● **How to complete this task**
Could you copy every record exactly as it appears?

● **Dataset**

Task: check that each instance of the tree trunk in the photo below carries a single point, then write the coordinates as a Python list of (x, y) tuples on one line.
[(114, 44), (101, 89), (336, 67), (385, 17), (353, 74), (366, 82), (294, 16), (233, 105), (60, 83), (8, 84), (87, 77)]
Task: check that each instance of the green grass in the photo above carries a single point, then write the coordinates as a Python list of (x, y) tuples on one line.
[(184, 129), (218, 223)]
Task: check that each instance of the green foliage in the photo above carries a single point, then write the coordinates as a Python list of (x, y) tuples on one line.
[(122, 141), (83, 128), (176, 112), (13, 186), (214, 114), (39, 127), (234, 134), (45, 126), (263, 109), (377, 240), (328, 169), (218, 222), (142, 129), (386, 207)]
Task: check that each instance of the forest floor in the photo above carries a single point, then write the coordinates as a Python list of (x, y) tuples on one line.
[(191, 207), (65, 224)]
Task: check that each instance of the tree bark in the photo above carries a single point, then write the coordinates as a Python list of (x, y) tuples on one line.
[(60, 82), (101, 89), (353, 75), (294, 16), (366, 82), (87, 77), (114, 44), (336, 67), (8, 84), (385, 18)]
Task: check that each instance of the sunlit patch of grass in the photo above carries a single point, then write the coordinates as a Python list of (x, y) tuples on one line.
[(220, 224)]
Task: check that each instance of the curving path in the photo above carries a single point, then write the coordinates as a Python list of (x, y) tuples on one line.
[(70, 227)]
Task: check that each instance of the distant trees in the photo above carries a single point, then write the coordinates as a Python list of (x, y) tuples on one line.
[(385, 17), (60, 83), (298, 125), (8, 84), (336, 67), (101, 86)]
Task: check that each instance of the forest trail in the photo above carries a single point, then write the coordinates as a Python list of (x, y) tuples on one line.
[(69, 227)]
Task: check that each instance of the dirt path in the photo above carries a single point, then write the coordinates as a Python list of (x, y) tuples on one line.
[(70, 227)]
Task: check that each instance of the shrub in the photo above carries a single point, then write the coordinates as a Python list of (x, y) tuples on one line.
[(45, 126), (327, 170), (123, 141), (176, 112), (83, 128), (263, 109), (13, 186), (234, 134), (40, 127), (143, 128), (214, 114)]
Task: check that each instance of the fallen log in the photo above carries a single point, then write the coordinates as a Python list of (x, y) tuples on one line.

● **Answer box**
Task: check that each instance of the tree trunk in the photo below carries a single point, then write the coordinates as a Python list of (x, y) tuples on one line.
[(114, 44), (101, 89), (336, 67), (385, 17), (353, 74), (366, 82), (294, 16), (233, 105), (60, 83), (8, 84), (87, 77)]
Task: check that each instance of the green grass in the photo above carries a single point, then write the coordinates as a Python list of (x, y) tuples on one line.
[(184, 129), (218, 223)]
Task: check that each instance of the green foliage in the photo above carries a single point, then write the coordinates as a Python list of (x, y) tuples on one line.
[(122, 141), (83, 128), (176, 112), (13, 186), (214, 114), (39, 127), (234, 134), (45, 126), (263, 109), (377, 240), (328, 169), (218, 222), (142, 129), (386, 207)]
Task: check that each instance of the forest floor in the photo above carries a single point, then write the coordinates as a Python list of (x, y) tuples on one line.
[(191, 207), (65, 224)]
Task: check that each instance of the tree bark in the photo above carries a single point, then write the coordinates as a Python list of (x, y) tuples on one line.
[(60, 82), (101, 89), (353, 75), (294, 16), (366, 82), (87, 77), (114, 44), (336, 67), (8, 84), (385, 18)]
Task: check that each instance of the sunlit patch of grass in the photo above carries a single point, then write the coordinates as a Python list of (x, y) tuples on one line.
[(220, 224)]
Task: check that each instance of the curving path in the photo above carries a single point, then write the coordinates as a Python list of (x, y) tuples on one line.
[(70, 227)]
Task: check that each instance of the distant trees in the photo above carries a single point, then write the coordinates as a Python list of (x, y) tuples on one line.
[(385, 17), (60, 83), (298, 125), (8, 84), (336, 67), (101, 86)]
Task: check that each instance of the forest trail in the photo above carries a single point, then write the coordinates as a Python list of (x, y) tuples on one line.
[(69, 227)]
Task: check that each instance of the dirt path in the photo above carries a single point, then write the coordinates as a Python list of (x, y) tuples on one line.
[(70, 227)]
Task: check that each instance of the shrub in the photo above carries a single point, then write the coordinates as a Python list of (x, y) tuples on one line.
[(45, 126), (327, 170), (123, 141), (176, 112), (83, 128), (263, 109), (13, 186), (234, 134), (40, 127), (143, 128), (214, 114)]
Task: check that each instance of the fallen log in the photo above carries a single point, then write the coordinates as a Python list of (x, y) tuples on one line.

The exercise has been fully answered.